** Task brief **
Every line of the listing that holds the word "below" should be returned.

[[ Data to examine open ]]

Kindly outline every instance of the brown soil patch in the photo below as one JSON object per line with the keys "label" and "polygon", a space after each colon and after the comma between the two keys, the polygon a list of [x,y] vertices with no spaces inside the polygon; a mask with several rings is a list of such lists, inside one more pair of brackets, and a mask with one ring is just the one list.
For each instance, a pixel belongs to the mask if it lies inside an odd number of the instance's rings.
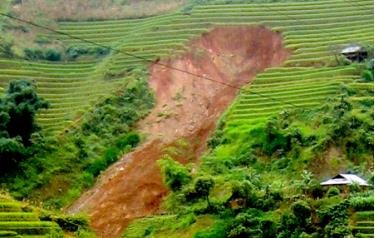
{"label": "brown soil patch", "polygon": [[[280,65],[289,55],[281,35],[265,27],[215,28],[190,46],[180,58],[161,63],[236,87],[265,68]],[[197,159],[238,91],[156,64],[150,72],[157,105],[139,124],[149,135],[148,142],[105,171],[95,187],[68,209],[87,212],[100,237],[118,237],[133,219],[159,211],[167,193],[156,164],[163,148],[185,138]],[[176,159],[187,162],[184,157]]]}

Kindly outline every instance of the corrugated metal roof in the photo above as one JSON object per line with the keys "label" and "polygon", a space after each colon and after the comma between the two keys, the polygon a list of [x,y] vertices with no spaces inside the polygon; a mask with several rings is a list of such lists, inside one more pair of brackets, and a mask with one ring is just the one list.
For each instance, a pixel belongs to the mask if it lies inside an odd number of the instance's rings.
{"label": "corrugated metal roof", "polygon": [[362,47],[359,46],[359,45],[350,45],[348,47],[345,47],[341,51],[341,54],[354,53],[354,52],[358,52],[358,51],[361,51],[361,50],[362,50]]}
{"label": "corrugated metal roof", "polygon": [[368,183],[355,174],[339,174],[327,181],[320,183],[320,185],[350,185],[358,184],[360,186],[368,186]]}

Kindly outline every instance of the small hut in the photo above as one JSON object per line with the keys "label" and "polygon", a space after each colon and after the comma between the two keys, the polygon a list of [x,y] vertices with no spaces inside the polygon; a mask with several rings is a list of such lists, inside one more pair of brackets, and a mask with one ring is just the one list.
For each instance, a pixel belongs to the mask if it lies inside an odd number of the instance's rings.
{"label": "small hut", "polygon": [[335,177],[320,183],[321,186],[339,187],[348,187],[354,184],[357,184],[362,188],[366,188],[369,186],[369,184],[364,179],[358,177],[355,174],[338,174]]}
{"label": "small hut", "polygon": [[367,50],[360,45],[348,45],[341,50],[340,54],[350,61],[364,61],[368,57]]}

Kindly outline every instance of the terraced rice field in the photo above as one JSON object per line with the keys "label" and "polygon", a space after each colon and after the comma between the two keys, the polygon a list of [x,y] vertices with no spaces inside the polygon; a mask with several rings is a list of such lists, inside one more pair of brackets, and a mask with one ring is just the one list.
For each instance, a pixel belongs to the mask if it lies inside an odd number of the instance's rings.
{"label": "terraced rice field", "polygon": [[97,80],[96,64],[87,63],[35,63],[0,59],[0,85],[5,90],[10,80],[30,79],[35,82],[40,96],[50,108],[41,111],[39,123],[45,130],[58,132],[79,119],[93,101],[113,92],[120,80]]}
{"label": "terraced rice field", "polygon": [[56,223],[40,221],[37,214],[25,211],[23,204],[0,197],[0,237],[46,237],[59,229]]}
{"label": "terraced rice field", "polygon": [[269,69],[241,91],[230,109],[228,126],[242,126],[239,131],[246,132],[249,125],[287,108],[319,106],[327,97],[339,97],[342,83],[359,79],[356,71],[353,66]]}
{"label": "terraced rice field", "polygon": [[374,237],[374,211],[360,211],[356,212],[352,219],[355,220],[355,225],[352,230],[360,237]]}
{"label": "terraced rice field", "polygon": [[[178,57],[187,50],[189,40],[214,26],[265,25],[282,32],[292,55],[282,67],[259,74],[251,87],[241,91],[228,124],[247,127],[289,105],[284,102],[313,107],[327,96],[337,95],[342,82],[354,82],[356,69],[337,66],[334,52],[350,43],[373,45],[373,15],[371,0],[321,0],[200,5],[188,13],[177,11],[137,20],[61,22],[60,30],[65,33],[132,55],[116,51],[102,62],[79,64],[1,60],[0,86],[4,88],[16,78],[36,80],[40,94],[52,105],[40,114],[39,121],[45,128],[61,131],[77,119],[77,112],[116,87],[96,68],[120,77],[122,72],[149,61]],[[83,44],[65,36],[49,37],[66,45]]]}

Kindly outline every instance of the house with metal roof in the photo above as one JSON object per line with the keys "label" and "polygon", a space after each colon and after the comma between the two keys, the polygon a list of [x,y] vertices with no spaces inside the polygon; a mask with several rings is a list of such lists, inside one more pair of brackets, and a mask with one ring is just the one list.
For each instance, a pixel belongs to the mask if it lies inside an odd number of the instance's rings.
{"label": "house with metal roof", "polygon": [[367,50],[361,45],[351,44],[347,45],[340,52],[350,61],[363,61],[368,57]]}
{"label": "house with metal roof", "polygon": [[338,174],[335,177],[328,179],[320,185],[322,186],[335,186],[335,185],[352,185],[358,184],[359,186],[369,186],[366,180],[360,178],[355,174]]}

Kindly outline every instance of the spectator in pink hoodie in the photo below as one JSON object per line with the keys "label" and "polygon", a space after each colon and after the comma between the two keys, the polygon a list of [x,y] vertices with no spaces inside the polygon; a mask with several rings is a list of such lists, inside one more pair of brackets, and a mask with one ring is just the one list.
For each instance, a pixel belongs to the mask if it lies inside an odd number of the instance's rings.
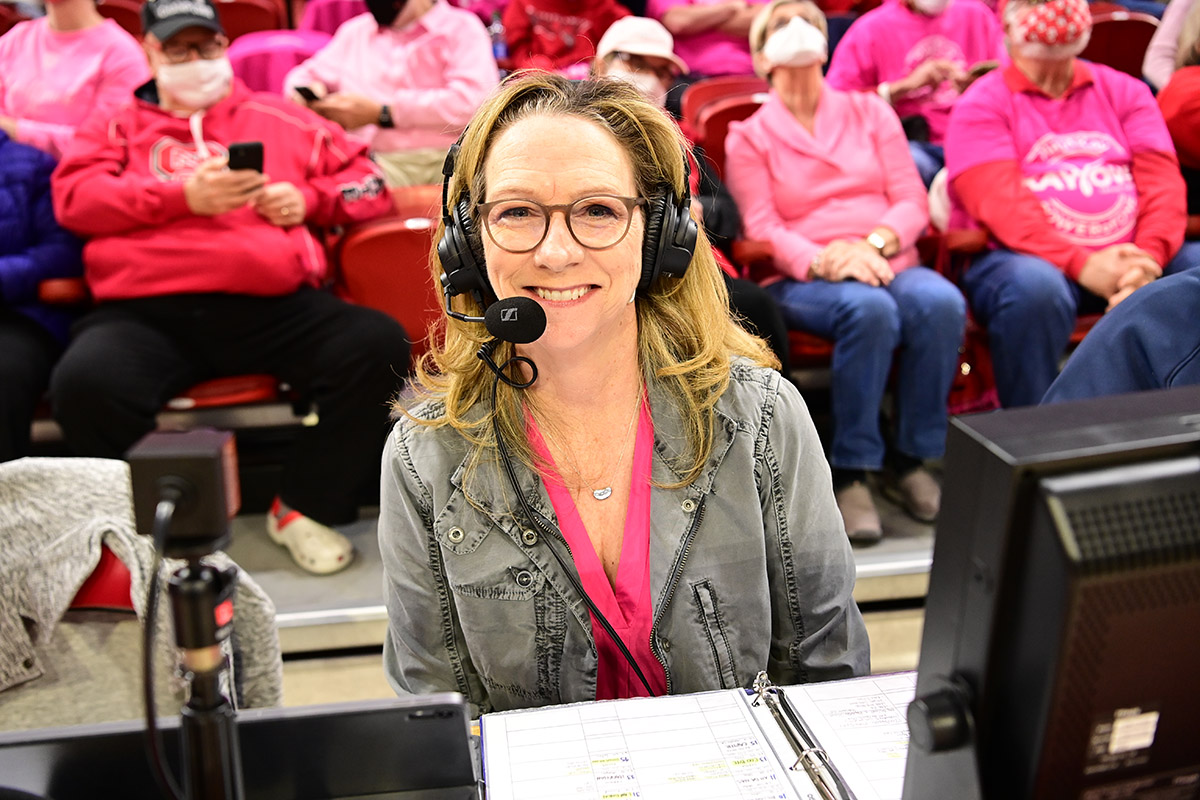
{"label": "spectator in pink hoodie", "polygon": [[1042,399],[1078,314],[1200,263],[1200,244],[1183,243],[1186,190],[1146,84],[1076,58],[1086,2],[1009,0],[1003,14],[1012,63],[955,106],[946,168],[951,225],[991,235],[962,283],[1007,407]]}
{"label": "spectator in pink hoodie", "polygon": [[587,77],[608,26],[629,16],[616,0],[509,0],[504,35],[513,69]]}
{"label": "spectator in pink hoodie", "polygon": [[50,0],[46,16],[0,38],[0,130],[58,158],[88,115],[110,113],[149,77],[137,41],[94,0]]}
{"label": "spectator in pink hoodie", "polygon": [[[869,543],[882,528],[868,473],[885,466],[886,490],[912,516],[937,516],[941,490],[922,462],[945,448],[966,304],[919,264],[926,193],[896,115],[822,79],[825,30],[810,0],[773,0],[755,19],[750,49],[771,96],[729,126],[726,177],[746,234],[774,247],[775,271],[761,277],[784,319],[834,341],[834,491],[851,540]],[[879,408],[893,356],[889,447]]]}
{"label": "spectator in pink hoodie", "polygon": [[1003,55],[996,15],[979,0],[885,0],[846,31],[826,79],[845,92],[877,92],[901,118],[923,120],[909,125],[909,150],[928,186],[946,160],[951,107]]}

[[ Data to examine closed ]]
[[ Data to examine open ]]

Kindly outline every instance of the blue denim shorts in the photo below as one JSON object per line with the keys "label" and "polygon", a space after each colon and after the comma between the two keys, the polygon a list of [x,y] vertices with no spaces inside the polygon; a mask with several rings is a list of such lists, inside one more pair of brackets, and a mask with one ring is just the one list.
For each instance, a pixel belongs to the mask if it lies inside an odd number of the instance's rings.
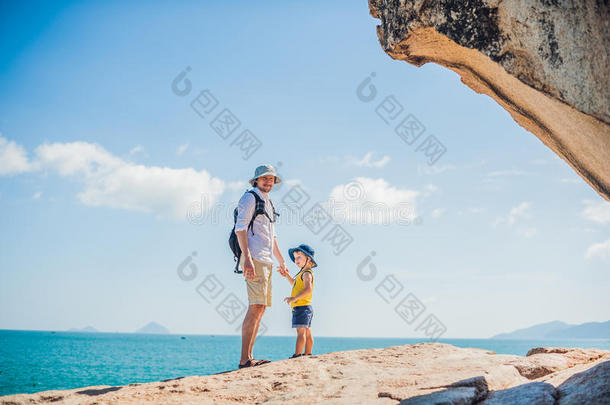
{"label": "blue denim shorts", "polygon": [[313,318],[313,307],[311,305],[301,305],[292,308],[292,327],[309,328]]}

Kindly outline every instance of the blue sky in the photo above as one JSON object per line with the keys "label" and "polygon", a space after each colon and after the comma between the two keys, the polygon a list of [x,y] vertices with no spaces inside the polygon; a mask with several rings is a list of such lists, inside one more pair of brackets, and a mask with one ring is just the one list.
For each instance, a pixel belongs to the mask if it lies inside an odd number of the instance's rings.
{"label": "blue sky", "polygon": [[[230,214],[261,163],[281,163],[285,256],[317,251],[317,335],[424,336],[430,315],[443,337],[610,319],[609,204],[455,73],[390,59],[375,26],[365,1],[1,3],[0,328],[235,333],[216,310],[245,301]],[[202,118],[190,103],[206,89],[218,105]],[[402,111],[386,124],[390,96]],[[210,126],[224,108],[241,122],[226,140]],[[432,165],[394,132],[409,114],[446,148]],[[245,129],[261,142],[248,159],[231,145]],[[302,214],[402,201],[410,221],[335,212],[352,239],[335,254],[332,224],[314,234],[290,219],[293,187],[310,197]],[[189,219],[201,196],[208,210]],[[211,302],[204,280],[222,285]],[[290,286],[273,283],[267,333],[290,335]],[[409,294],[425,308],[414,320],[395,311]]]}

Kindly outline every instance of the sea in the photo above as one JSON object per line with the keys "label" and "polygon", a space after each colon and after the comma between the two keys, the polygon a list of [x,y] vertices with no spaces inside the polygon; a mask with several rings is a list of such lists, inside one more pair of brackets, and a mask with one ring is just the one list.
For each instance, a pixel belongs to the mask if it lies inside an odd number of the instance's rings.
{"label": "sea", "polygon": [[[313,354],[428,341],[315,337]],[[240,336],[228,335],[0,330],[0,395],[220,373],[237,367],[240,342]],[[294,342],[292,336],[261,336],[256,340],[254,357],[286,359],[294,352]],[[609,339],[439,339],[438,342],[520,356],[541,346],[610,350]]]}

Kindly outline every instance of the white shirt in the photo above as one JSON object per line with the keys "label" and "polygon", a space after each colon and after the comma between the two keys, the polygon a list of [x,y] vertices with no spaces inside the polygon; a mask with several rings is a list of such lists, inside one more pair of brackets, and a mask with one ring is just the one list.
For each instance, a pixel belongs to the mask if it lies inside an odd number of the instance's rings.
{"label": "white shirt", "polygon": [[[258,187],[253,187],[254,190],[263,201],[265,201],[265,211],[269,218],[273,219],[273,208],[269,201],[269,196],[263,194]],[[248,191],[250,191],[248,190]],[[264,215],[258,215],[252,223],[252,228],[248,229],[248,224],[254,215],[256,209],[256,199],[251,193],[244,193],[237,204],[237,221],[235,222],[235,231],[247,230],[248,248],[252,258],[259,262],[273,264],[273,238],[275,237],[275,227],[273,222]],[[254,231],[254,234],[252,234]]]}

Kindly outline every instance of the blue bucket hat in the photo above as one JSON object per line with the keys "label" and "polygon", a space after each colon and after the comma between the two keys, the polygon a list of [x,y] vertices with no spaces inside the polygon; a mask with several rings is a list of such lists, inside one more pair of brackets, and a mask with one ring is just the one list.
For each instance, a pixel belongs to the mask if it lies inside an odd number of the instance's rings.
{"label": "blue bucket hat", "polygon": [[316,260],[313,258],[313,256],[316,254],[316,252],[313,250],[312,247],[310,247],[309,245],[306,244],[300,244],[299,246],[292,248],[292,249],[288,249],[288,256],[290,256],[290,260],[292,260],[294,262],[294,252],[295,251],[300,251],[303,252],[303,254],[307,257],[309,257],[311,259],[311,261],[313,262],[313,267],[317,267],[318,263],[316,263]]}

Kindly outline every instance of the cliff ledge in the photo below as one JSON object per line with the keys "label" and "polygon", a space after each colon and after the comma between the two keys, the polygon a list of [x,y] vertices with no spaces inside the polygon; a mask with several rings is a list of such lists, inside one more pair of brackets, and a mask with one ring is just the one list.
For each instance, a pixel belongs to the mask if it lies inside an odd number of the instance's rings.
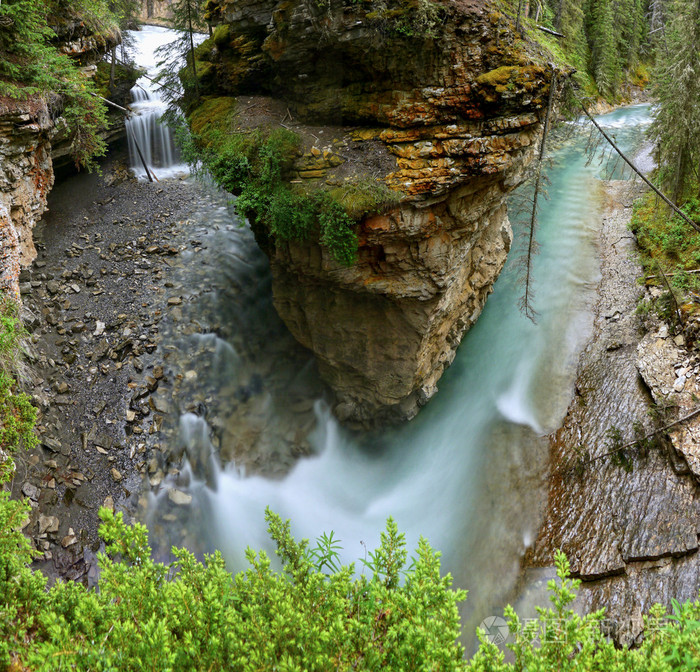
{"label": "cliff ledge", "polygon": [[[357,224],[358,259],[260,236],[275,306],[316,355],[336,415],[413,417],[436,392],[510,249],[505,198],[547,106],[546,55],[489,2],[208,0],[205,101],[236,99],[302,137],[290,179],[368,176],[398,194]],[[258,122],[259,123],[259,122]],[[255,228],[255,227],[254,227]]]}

[[ Data to examine closed ]]
[[ Data to examine open ]]

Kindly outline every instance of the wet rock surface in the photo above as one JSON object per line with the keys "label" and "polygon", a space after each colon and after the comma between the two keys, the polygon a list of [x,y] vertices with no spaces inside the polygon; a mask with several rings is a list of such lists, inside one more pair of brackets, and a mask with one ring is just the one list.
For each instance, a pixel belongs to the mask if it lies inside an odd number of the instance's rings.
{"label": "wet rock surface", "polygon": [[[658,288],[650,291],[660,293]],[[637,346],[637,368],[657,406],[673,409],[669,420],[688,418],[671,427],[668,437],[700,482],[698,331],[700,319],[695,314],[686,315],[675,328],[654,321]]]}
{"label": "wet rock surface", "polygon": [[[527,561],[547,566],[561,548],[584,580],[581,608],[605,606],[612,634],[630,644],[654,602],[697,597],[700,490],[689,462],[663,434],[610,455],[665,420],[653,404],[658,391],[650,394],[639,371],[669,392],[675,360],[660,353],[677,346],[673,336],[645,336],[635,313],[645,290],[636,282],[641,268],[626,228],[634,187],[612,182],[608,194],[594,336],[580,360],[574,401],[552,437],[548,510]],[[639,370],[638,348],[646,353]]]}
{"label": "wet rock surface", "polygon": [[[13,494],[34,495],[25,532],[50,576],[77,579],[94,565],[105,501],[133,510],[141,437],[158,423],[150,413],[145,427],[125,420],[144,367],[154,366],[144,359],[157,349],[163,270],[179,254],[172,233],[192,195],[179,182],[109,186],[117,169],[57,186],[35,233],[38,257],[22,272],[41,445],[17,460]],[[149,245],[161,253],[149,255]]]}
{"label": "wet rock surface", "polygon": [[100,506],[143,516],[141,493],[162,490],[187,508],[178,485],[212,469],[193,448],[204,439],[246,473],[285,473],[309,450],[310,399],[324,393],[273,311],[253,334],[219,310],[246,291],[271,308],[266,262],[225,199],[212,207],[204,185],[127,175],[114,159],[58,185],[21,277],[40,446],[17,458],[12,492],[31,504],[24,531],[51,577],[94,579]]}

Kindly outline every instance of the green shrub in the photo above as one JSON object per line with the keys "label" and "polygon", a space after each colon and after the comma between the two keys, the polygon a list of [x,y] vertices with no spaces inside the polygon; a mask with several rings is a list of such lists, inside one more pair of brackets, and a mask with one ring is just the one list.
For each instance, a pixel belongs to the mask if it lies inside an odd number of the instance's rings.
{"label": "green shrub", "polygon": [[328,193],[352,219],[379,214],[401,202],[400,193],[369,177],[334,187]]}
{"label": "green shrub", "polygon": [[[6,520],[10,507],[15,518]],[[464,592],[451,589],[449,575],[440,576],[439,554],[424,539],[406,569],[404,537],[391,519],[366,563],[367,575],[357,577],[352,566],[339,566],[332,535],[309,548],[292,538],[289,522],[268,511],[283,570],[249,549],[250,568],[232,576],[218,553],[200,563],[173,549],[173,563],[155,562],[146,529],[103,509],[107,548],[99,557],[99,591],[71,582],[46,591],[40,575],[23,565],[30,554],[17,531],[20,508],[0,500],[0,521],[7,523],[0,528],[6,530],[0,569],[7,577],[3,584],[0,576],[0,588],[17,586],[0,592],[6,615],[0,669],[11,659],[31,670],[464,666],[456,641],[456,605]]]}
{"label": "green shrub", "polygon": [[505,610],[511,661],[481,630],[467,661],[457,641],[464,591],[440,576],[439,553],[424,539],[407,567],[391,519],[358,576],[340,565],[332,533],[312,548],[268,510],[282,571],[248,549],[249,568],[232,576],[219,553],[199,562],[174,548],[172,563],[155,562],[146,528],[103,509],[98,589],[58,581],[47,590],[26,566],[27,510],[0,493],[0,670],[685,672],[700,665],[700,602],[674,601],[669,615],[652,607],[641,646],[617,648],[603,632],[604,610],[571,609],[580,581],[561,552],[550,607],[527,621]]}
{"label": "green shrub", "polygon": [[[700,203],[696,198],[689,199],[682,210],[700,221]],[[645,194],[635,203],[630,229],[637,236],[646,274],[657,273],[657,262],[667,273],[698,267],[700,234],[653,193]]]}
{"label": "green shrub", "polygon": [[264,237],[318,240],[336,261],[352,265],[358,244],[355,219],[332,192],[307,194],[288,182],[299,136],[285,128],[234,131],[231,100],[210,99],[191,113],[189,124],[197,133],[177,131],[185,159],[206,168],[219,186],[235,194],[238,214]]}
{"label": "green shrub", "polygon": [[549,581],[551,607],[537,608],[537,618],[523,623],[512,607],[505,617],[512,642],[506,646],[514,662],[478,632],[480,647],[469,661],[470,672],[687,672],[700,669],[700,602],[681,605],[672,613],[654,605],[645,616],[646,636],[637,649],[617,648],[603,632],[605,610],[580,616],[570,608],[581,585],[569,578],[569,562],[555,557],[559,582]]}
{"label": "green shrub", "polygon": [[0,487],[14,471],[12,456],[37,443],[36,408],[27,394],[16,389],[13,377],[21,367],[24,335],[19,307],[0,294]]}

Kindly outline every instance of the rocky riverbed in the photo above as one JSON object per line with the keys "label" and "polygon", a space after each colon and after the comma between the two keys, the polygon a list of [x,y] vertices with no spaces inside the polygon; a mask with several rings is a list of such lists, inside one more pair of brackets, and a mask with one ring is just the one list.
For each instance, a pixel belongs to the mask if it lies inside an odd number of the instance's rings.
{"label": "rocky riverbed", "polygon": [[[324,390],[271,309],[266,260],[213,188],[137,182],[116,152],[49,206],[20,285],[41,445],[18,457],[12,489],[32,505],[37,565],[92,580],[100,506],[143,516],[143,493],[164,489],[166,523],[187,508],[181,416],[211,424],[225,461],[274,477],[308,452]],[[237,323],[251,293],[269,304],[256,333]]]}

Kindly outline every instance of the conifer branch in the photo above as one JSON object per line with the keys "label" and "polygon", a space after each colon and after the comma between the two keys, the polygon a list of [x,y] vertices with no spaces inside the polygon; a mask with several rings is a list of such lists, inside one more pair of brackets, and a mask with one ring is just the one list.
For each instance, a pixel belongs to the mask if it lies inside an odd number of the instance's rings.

[[ Data to examine closed ]]

** Solution for this problem **
Kindly outline every instance of the brown soil patch in the photo below as one JSON object per line with the keys "label" and "polygon", a space after each colon and after the comma between the two keys, the polygon a list of [x,y] vertices with no spaces inside the polygon; a mask with several rings is a list of such lists, inside one more pair of brackets, and a mask with one ring is just the one list.
Kindly outline every instance of the spectator in pink hoodie in the photo below as one JSON object per line with the keys "label" and "polygon", a space after each colon and after the comma between the two keys, the polygon a list of [x,y] vertices with no spaces inside the polygon; a mask with several rings is a list of such lists, inside one more pair of brackets, and a mask with one ring is just the one list.
Kindly outline every instance of the blue denim shorts in the photo below as one JSON object per line with the keys "label" and "polygon", a space after each colon and after the comma between the two keys, the polygon a list of [x,y] vertices with no spaces inside the polygon; a mask with several rings is a list of such lists, inside one more pair of brackets, and a mask with one ring is just the one list.
Kindly outline every instance of the cliff ledge in the photo below as one JSON object per line with the keys "label" and "polygon", a space after each colon and after the comma between the two keys, the polygon a list of [x,y] vertices with no spaces inside the polygon; a mask with several rings is a list of such lists, inside one more pair of brackets, and a mask with one ring is just the one list.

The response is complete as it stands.